Extracted text
::::::
Well, I was a Recruiter, not a Doc. We go by what’s handed us by CRUITCOM. Where they get their definitions and such, I’d guess was BUMED.
The Doc at MEPS is a contract civilian, who has been given the standards for each of the Services. A condition that’s disquallifying for one Service may, or may not, be disquallifying for another.
As for when a particular condition is present: If there’s medical documentation, then it’s present. If the Doc finds it, it’s present. If the Applicant tells the Doc that it’s there, it’s assumed to be present until proven otherwise. This last possibility has cost huge numbers of applicant’s their chance to enlist, as they mistakenly tell the Doc “I think I had this” or “I remember having that”. Asthma is the most common instance on this, as an applicant will remember having had brochitis or a bad cough, and not knowing the correct name, or having heard the wrong name from a parent (yes, I mean this literaly. You’d be stunned what passes for common medical knowledge out there), will report it to the MEPS Doc. Once that happens, the kid is a medical reject until the Recruiter has collected the kid’s life medical history and submitted it to MEPS for review. This is labor intensive, takes a lot of time, and frequently the applicant will change their minds during the whole process, or do somethng stupid that makes them inelligible (get arrested, do drugs, get pregnant, and so-on). MEPS reports to a central database, and if a kid is rejected at one, he’s rejected at them all. MEPS-Jumping has been tried, and while once it could’ve worked, today it’s useless.
As for gettting out of a “draft” by reporting such conditions, don’t count on it. The Docs at MEPS have seen everything, and in a draft, it’s no longer volunteers trying to get in, it’s draftees trying to get out. MEPS Physicians are cynics at heart, and you’ve got damn little chance of fooling them.
::::::
Source data

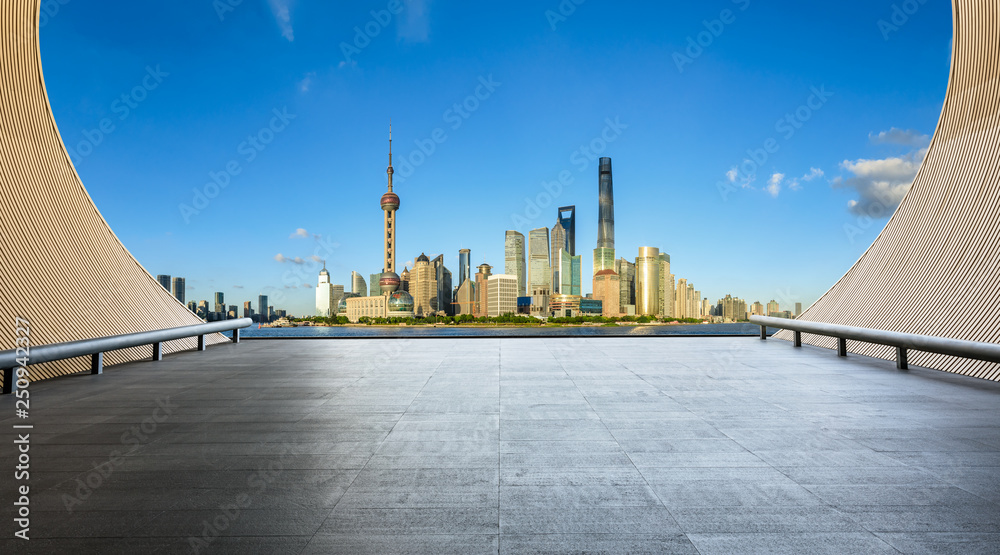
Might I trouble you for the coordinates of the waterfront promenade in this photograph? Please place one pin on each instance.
(637, 445)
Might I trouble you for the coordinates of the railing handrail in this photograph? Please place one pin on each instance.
(927, 343)
(84, 347)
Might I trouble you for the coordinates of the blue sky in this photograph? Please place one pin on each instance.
(761, 144)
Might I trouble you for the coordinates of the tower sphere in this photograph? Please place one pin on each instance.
(389, 282)
(390, 201)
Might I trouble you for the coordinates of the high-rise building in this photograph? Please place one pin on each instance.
(358, 285)
(568, 273)
(501, 295)
(442, 276)
(604, 254)
(626, 281)
(666, 287)
(463, 266)
(389, 282)
(607, 289)
(680, 299)
(481, 307)
(324, 295)
(424, 287)
(336, 295)
(605, 205)
(514, 260)
(647, 281)
(262, 308)
(178, 284)
(539, 268)
(465, 299)
(567, 217)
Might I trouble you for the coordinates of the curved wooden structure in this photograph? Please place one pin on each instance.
(61, 267)
(935, 268)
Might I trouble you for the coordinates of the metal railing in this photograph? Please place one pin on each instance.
(903, 342)
(95, 348)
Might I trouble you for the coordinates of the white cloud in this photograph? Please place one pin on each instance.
(283, 259)
(414, 23)
(813, 174)
(306, 82)
(795, 183)
(880, 184)
(895, 136)
(774, 184)
(282, 14)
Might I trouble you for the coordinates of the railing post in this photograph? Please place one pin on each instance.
(9, 381)
(901, 363)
::::::
In the recruiter's comments on MEPS medical screening, which condition is named as the most common case of applicants wrongly reporting a condition to the doctor? The data come from a separate source.

Asthma.